#### RECORDS SHOWN ####
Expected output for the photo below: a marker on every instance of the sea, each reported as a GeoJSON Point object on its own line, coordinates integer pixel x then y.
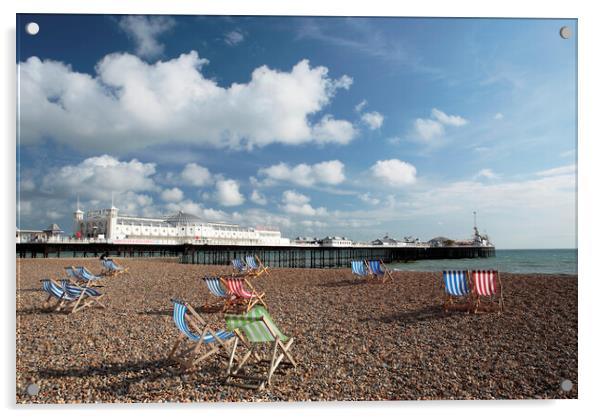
{"type": "Point", "coordinates": [510, 261]}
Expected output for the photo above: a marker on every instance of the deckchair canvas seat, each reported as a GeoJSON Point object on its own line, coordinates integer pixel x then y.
{"type": "Point", "coordinates": [111, 268]}
{"type": "Point", "coordinates": [236, 287]}
{"type": "Point", "coordinates": [201, 335]}
{"type": "Point", "coordinates": [457, 290]}
{"type": "Point", "coordinates": [378, 269]}
{"type": "Point", "coordinates": [69, 295]}
{"type": "Point", "coordinates": [82, 274]}
{"type": "Point", "coordinates": [359, 268]}
{"type": "Point", "coordinates": [256, 328]}
{"type": "Point", "coordinates": [487, 288]}
{"type": "Point", "coordinates": [254, 266]}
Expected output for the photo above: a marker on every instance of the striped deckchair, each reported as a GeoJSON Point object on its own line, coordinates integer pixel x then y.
{"type": "Point", "coordinates": [69, 295]}
{"type": "Point", "coordinates": [378, 269]}
{"type": "Point", "coordinates": [236, 286]}
{"type": "Point", "coordinates": [71, 272]}
{"type": "Point", "coordinates": [83, 296]}
{"type": "Point", "coordinates": [239, 266]}
{"type": "Point", "coordinates": [255, 266]}
{"type": "Point", "coordinates": [256, 328]}
{"type": "Point", "coordinates": [217, 288]}
{"type": "Point", "coordinates": [110, 268]}
{"type": "Point", "coordinates": [83, 275]}
{"type": "Point", "coordinates": [200, 335]}
{"type": "Point", "coordinates": [487, 285]}
{"type": "Point", "coordinates": [56, 291]}
{"type": "Point", "coordinates": [457, 290]}
{"type": "Point", "coordinates": [360, 268]}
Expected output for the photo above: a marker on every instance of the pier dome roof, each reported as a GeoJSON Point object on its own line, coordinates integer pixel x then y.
{"type": "Point", "coordinates": [183, 218]}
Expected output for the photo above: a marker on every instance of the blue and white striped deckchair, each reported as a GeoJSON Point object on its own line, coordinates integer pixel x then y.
{"type": "Point", "coordinates": [378, 268]}
{"type": "Point", "coordinates": [239, 265]}
{"type": "Point", "coordinates": [457, 290]}
{"type": "Point", "coordinates": [71, 272]}
{"type": "Point", "coordinates": [87, 295]}
{"type": "Point", "coordinates": [255, 266]}
{"type": "Point", "coordinates": [184, 314]}
{"type": "Point", "coordinates": [254, 328]}
{"type": "Point", "coordinates": [57, 292]}
{"type": "Point", "coordinates": [111, 268]}
{"type": "Point", "coordinates": [82, 274]}
{"type": "Point", "coordinates": [359, 268]}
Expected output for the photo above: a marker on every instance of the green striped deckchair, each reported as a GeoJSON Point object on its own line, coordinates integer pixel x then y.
{"type": "Point", "coordinates": [254, 328]}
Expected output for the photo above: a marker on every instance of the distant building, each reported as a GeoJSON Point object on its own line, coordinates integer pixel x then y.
{"type": "Point", "coordinates": [306, 241]}
{"type": "Point", "coordinates": [336, 242]}
{"type": "Point", "coordinates": [29, 235]}
{"type": "Point", "coordinates": [53, 231]}
{"type": "Point", "coordinates": [177, 228]}
{"type": "Point", "coordinates": [386, 240]}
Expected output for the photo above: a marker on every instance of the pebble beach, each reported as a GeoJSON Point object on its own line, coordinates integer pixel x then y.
{"type": "Point", "coordinates": [355, 339]}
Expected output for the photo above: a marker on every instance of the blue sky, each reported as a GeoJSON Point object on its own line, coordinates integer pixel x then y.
{"type": "Point", "coordinates": [317, 126]}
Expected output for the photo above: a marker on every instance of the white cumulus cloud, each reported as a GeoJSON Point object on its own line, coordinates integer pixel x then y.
{"type": "Point", "coordinates": [448, 119]}
{"type": "Point", "coordinates": [130, 104]}
{"type": "Point", "coordinates": [98, 177]}
{"type": "Point", "coordinates": [327, 172]}
{"type": "Point", "coordinates": [227, 193]}
{"type": "Point", "coordinates": [374, 120]}
{"type": "Point", "coordinates": [145, 30]}
{"type": "Point", "coordinates": [234, 37]}
{"type": "Point", "coordinates": [394, 172]}
{"type": "Point", "coordinates": [172, 195]}
{"type": "Point", "coordinates": [196, 175]}
{"type": "Point", "coordinates": [360, 106]}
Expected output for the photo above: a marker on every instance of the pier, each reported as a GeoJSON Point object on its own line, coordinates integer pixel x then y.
{"type": "Point", "coordinates": [273, 256]}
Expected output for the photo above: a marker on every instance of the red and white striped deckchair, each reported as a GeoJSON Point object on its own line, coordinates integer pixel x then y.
{"type": "Point", "coordinates": [487, 286]}
{"type": "Point", "coordinates": [236, 286]}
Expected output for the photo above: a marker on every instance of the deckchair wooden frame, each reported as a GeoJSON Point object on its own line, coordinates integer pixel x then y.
{"type": "Point", "coordinates": [79, 280]}
{"type": "Point", "coordinates": [73, 304]}
{"type": "Point", "coordinates": [255, 298]}
{"type": "Point", "coordinates": [458, 303]}
{"type": "Point", "coordinates": [91, 300]}
{"type": "Point", "coordinates": [261, 268]}
{"type": "Point", "coordinates": [60, 303]}
{"type": "Point", "coordinates": [274, 361]}
{"type": "Point", "coordinates": [366, 267]}
{"type": "Point", "coordinates": [386, 273]}
{"type": "Point", "coordinates": [496, 299]}
{"type": "Point", "coordinates": [113, 272]}
{"type": "Point", "coordinates": [189, 357]}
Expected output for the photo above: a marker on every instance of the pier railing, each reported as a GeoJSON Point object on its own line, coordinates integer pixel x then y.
{"type": "Point", "coordinates": [273, 256]}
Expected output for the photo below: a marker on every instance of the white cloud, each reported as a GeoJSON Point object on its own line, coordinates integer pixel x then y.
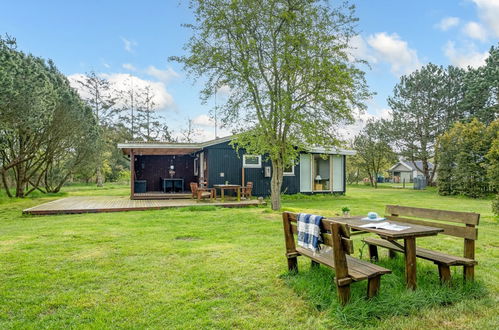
{"type": "Point", "coordinates": [162, 75]}
{"type": "Point", "coordinates": [464, 57]}
{"type": "Point", "coordinates": [447, 23]}
{"type": "Point", "coordinates": [390, 48]}
{"type": "Point", "coordinates": [129, 44]}
{"type": "Point", "coordinates": [348, 132]}
{"type": "Point", "coordinates": [203, 120]}
{"type": "Point", "coordinates": [129, 67]}
{"type": "Point", "coordinates": [224, 91]}
{"type": "Point", "coordinates": [121, 81]}
{"type": "Point", "coordinates": [475, 30]}
{"type": "Point", "coordinates": [359, 50]}
{"type": "Point", "coordinates": [488, 11]}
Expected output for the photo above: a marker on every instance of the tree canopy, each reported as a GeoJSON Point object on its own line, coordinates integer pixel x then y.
{"type": "Point", "coordinates": [287, 66]}
{"type": "Point", "coordinates": [45, 128]}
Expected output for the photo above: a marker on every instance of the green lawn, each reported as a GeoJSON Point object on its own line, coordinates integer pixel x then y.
{"type": "Point", "coordinates": [222, 268]}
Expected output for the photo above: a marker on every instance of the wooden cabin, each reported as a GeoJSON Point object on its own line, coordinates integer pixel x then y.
{"type": "Point", "coordinates": [165, 170]}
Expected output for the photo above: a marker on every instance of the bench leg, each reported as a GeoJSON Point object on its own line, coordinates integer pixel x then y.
{"type": "Point", "coordinates": [410, 262]}
{"type": "Point", "coordinates": [373, 252]}
{"type": "Point", "coordinates": [444, 272]}
{"type": "Point", "coordinates": [343, 294]}
{"type": "Point", "coordinates": [373, 285]}
{"type": "Point", "coordinates": [293, 264]}
{"type": "Point", "coordinates": [469, 273]}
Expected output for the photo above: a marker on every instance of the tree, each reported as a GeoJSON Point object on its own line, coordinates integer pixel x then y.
{"type": "Point", "coordinates": [45, 128]}
{"type": "Point", "coordinates": [374, 154]}
{"type": "Point", "coordinates": [468, 158]}
{"type": "Point", "coordinates": [481, 100]}
{"type": "Point", "coordinates": [148, 121]}
{"type": "Point", "coordinates": [493, 163]}
{"type": "Point", "coordinates": [190, 132]}
{"type": "Point", "coordinates": [99, 95]}
{"type": "Point", "coordinates": [425, 104]}
{"type": "Point", "coordinates": [286, 64]}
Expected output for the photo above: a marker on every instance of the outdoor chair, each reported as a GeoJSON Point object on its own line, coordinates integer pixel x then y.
{"type": "Point", "coordinates": [246, 190]}
{"type": "Point", "coordinates": [198, 192]}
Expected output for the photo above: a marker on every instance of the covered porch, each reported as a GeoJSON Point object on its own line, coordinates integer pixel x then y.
{"type": "Point", "coordinates": [162, 170]}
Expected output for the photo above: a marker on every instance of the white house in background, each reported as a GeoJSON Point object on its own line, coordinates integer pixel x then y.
{"type": "Point", "coordinates": [407, 170]}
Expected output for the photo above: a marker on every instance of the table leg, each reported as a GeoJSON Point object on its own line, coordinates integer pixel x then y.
{"type": "Point", "coordinates": [410, 262]}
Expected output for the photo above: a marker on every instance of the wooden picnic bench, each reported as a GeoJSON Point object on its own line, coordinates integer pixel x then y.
####
## TASK BRIEF
Word for word, restate the lines from the one holding "of the outdoor" to the last line of the records.

## YOUR RESPONSE
Expected output for the photo above: a marker on every instance of the outdoor chair, each reported as a GeoJSON Point object on its own line, coordinates integer pixel x then y.
{"type": "Point", "coordinates": [246, 190]}
{"type": "Point", "coordinates": [198, 192]}
Expected output for the photo above: a marker on every instance of the covered porch, each reported as a GeoJSON Point object on its own line, coordinates integer pixel x then y.
{"type": "Point", "coordinates": [162, 170]}
Expected output for the photo above: a marker on every instance of the white house in background, each reported as a GeoJSON Point object on its own line, coordinates integer pixel x then y.
{"type": "Point", "coordinates": [407, 170]}
Expected output for the photo above: a marker on every instance of the table leg, each reported as a GeoJSON Point object on its own line, coordinates integer pixel x then y.
{"type": "Point", "coordinates": [410, 262]}
Expected output for the photo above: a marker on every instance of the wooden picnic bench, each reported as a GeoJSON Point object on its own line, coordinates integer pixel x then y.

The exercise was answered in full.